> **Input for this task**:
-=-=-

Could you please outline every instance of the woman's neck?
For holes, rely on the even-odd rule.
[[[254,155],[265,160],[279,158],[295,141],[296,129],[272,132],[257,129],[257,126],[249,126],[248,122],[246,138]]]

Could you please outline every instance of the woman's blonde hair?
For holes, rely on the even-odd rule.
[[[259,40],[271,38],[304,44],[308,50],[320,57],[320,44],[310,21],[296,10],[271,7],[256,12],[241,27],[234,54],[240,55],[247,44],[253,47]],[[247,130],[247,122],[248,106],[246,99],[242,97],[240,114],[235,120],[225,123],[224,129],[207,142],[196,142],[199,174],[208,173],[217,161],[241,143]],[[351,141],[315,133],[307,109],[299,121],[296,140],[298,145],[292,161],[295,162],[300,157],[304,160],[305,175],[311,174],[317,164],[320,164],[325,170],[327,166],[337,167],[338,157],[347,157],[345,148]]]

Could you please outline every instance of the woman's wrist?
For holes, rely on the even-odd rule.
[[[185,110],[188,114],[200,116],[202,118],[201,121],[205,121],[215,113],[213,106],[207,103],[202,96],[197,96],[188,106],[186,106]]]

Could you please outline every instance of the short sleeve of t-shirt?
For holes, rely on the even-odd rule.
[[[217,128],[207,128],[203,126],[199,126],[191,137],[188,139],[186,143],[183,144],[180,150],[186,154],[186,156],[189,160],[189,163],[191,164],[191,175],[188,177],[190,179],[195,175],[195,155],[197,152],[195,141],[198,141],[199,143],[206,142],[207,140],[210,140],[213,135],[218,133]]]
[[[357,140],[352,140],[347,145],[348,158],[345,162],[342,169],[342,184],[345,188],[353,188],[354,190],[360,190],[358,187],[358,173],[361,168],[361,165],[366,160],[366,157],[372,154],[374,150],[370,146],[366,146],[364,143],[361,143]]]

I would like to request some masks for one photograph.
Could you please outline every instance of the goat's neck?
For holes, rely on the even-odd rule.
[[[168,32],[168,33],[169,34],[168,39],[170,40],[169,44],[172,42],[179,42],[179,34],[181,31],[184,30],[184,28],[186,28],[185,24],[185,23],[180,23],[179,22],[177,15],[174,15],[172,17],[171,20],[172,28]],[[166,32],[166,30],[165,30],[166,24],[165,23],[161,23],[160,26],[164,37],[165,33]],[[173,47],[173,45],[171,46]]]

-=-=-

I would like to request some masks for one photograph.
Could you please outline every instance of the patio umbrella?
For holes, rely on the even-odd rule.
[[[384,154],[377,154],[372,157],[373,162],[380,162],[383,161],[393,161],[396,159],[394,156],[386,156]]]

-=-=-

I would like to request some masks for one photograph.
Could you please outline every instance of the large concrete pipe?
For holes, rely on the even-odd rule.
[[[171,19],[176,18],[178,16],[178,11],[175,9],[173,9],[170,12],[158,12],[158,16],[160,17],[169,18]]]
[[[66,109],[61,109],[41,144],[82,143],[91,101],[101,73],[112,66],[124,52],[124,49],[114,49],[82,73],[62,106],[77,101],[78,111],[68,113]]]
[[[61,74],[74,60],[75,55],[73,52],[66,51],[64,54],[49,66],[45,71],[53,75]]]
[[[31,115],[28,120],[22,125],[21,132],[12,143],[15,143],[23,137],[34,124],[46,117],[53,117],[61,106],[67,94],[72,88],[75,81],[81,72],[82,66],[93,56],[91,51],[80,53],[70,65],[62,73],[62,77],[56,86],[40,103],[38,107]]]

-=-=-

> **Given task**: From the rows above, select and copy out every line that contains the word "woman".

> **Expected answer**:
Could you please outline every instance of the woman's neck?
Could you please outline every instance of the woman's blonde hair?
Could you please outline every instance of the woman's wrist?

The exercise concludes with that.